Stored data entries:
::::

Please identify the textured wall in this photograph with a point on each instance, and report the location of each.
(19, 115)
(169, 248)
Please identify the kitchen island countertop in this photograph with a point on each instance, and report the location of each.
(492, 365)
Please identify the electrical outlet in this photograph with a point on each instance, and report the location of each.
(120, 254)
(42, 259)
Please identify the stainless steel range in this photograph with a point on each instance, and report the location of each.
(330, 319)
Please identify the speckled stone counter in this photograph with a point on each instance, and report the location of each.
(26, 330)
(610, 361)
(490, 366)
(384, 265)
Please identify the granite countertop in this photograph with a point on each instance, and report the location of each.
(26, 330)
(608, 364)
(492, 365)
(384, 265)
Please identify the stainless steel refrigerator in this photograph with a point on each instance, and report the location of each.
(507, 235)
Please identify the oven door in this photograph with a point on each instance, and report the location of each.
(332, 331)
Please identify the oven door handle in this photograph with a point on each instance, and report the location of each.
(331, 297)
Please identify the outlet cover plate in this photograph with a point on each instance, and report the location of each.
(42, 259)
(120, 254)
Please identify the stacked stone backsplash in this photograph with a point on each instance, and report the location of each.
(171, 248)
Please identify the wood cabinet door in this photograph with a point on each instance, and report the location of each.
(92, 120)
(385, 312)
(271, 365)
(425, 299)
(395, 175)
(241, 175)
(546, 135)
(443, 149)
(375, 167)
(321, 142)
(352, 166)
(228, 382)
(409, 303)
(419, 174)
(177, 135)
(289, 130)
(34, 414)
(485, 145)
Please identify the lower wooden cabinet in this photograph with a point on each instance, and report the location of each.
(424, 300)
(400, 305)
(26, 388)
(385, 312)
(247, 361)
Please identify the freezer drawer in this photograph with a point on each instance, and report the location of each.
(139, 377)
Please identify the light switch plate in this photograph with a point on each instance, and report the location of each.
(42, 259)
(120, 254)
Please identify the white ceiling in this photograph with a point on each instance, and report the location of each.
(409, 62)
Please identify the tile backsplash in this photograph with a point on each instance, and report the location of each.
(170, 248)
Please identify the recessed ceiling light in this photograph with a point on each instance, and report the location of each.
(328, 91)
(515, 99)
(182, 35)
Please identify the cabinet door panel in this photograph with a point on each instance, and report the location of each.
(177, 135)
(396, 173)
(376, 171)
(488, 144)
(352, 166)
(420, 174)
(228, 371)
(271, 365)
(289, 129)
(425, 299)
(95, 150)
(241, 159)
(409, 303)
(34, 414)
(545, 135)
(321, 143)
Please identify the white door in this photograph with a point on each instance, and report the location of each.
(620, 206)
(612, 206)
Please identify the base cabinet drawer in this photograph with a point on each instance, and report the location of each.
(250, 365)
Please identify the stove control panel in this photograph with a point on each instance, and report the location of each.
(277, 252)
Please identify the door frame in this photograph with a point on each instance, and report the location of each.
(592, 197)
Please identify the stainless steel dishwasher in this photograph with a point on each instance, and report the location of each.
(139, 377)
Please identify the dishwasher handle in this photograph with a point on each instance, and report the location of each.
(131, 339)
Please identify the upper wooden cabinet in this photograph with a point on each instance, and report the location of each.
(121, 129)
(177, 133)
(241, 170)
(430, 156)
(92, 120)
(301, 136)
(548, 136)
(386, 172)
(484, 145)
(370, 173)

::::

What the task asks - Faithfully reproduce all of the records, character for character.

Answer for this exercise -
Please identify the textured wall in this photograph with a point on each instance, and report the location of each.
(19, 115)
(169, 248)
Please identify the kitchen island countertop in this photograph with a point on each instance, and report the location of each.
(492, 365)
Please identify the electrical outlet in this photograph with a point on each instance, and report the location of each.
(120, 254)
(42, 259)
Please identify the stainless steel range in this photograph with a point on each instance, and report the location of each.
(330, 319)
Please identify the speckled stone counter in this photograph with a point on each instance, and report the location of each.
(26, 330)
(610, 361)
(490, 366)
(384, 265)
Please identify the granite countertop in this photograph with a point on each instance, and report the location of each.
(26, 330)
(608, 364)
(492, 365)
(384, 265)
Please identify the stainless steel refrigerator in this photograph with a point on each instance, and report the location of each.
(507, 235)
Please identify the oven door in this photograph with a point on each instance, and report the location of each.
(332, 331)
Please identify the oven door handle in this photograph with a point on each instance, and report the location of each.
(331, 297)
Please identify the outlet cover plate in this photograph with a point on each instance, and report the location of each.
(42, 259)
(120, 254)
Please identify the stacked stone backsplash in this photograph with a point on each instance, and report the location of each.
(171, 248)
Please identify the wood cabinet door in this photograph with a point on each instance, and report the location of each.
(92, 120)
(385, 312)
(271, 365)
(425, 299)
(395, 175)
(241, 175)
(546, 135)
(443, 149)
(375, 167)
(321, 142)
(352, 166)
(228, 382)
(409, 303)
(419, 174)
(177, 135)
(289, 130)
(34, 414)
(485, 145)
Please identify the lower wooden cabinet in this photograph with a point on each instance, and report the location of each.
(424, 300)
(400, 305)
(26, 388)
(385, 312)
(247, 361)
Please identify the freezer drawer in this photograph with a point on each instance, and report the location of each.
(139, 377)
Please identify the light switch plate in this photograph with a point on each instance, and report the location of each.
(42, 259)
(120, 254)
Please identify the white ceiling in this photograph with a point on each instance, and report the location of each.
(409, 62)
Please identify the tile backsplash in this photograph with a point on each instance, and report the location of each.
(170, 248)
Please identify the recessed ceiling light in this photograph with a point on each instance, and report the location of each.
(328, 91)
(515, 99)
(182, 35)
Please identify the cabinet door panel in this photograph with a point on each instance, and report the location of each.
(177, 135)
(396, 173)
(376, 171)
(488, 144)
(352, 166)
(420, 174)
(228, 371)
(271, 365)
(289, 129)
(425, 299)
(95, 150)
(241, 159)
(409, 303)
(34, 414)
(545, 135)
(321, 143)
Please identify the white door in this photograph with a point on each instance, and report the location of each.
(620, 206)
(612, 206)
Please identify the base cabinet drawer in this photograph with a point on each instance, and report the location of each.
(250, 365)
Please identify the stove control panel in this photograph with a point on each instance, and report the location of each.
(277, 252)
Please identify the door frame in this photograph with a point on each instance, and report the location of each.
(592, 197)
Please identify the stainless steel dishwasher in this photograph with a point on each instance, and report the location of each.
(139, 377)
Please identify the dishwasher handle in this photograph with a point on each instance, and report the location of each.
(131, 339)
Please identify the upper wooden cabinet in this photograph with a point on each instance, and report the location of each.
(121, 129)
(177, 133)
(241, 170)
(430, 156)
(92, 120)
(301, 136)
(548, 136)
(386, 172)
(484, 145)
(370, 173)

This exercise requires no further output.